- _Exercise aim_: Your job is to write out each record precisely as it stands.
────────────────
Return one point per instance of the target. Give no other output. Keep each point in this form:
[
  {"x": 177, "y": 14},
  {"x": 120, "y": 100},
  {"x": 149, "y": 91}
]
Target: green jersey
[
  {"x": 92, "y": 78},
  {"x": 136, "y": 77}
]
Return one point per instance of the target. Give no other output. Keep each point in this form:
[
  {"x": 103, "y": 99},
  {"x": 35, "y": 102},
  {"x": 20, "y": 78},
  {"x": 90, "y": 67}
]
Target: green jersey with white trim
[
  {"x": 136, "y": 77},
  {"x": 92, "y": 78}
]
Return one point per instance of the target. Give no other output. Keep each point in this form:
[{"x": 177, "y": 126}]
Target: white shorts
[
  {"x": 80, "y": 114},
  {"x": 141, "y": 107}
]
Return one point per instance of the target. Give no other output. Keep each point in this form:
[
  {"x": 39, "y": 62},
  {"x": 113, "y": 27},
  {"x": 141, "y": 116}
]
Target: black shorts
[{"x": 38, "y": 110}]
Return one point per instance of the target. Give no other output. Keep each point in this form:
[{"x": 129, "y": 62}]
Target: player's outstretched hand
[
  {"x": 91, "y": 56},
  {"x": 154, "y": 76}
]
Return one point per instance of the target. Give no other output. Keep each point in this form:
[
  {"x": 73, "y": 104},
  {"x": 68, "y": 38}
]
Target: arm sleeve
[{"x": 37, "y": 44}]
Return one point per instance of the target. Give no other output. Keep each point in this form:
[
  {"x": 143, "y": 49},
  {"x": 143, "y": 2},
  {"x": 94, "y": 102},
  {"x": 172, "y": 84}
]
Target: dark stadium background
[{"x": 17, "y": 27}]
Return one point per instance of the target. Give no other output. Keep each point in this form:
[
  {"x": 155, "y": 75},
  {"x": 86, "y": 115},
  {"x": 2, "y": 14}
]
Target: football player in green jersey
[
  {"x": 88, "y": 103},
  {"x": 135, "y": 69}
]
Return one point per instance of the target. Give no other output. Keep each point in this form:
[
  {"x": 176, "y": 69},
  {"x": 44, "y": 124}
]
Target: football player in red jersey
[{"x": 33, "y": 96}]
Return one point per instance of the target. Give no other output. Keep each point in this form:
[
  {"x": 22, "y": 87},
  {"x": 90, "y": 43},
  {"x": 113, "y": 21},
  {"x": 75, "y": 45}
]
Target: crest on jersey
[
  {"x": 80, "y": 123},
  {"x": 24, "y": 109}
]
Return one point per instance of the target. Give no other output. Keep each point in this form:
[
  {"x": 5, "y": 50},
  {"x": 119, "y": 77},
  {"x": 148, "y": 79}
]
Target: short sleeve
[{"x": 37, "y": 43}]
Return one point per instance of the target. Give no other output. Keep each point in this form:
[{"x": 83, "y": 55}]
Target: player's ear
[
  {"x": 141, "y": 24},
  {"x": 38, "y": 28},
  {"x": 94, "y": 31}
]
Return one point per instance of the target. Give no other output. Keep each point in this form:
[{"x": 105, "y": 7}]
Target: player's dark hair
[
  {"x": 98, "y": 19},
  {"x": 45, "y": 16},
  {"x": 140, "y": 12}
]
────────────────
- _Exercise answer_:
Return one point per instance of the target. Give no other output. Keep each point in this form:
[
  {"x": 177, "y": 14},
  {"x": 120, "y": 100},
  {"x": 149, "y": 91}
]
Target: green jersey
[
  {"x": 92, "y": 78},
  {"x": 136, "y": 77}
]
Return one point per instance of the target. Give no other output. Keep each point in this form:
[
  {"x": 103, "y": 99},
  {"x": 35, "y": 102},
  {"x": 20, "y": 78},
  {"x": 90, "y": 67}
]
Target: green jersey with white trim
[
  {"x": 136, "y": 77},
  {"x": 92, "y": 78}
]
Return one point per instance of the target. Give no other output. Keep each point in this form:
[{"x": 177, "y": 126}]
Target: white shorts
[
  {"x": 80, "y": 114},
  {"x": 141, "y": 107}
]
Return one point per instance of the target. Give no other output. Keep each point in this form:
[
  {"x": 39, "y": 62},
  {"x": 113, "y": 27},
  {"x": 141, "y": 116}
]
Target: black shorts
[{"x": 38, "y": 110}]
Return one point per instance of the target. Give no other output. Keep each point in this form:
[{"x": 129, "y": 62}]
Target: player's outstretched hand
[
  {"x": 91, "y": 56},
  {"x": 154, "y": 76}
]
Return one point per instance of the target. Give no other output. Keep each point in this form:
[
  {"x": 73, "y": 104},
  {"x": 68, "y": 38}
]
Target: arm sleeve
[{"x": 37, "y": 44}]
Return one point per instance of the target. Give no other output. Keep each point in this form:
[
  {"x": 143, "y": 49},
  {"x": 143, "y": 2},
  {"x": 94, "y": 102},
  {"x": 172, "y": 84}
]
Target: dark stadium background
[{"x": 17, "y": 27}]
Return one point per instance of the target. Give no other output. Keep each point in this form:
[
  {"x": 155, "y": 75},
  {"x": 86, "y": 115},
  {"x": 2, "y": 14}
]
Target: football player in green jersey
[
  {"x": 88, "y": 103},
  {"x": 135, "y": 69}
]
Return one point per instance of the target. Give no other output. Keep each point in this form:
[
  {"x": 176, "y": 69},
  {"x": 44, "y": 124}
]
Target: football player in red jersey
[{"x": 33, "y": 96}]
Return one point per instance of the target. Give no other output. Keep each point in this form:
[
  {"x": 22, "y": 87},
  {"x": 90, "y": 43},
  {"x": 113, "y": 21},
  {"x": 75, "y": 45}
]
Target: crest on jersey
[
  {"x": 80, "y": 123},
  {"x": 24, "y": 109}
]
Return one point per instance of the target. Give no other output. Keep each point in this form:
[
  {"x": 5, "y": 50},
  {"x": 119, "y": 77},
  {"x": 148, "y": 79}
]
Target: short sleeve
[{"x": 37, "y": 43}]
Return one point per instance of the target. Give no other output. Keep each point in this form:
[{"x": 83, "y": 55}]
Target: player's ear
[
  {"x": 141, "y": 24},
  {"x": 38, "y": 28},
  {"x": 94, "y": 31}
]
Return one point per instance of the target. Give no other output. Keep each point in this form:
[{"x": 105, "y": 7}]
Target: player's dark hair
[
  {"x": 98, "y": 19},
  {"x": 45, "y": 16},
  {"x": 140, "y": 12}
]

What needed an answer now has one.